Point annotation records
*-*-*
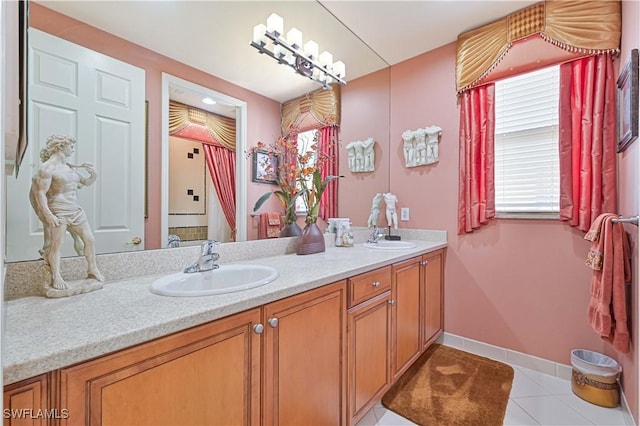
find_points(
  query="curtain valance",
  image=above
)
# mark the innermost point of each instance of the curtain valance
*-*-*
▶ **What to produce**: Can you rewrite the material above with "curtain valance" changed to "window valance" everywhere and every other line left as it is, leaving the pictures out?

▶ **Reply**:
find_points(
  query="window valance",
  image=above
)
# mark the innermost point of each instance of the window valance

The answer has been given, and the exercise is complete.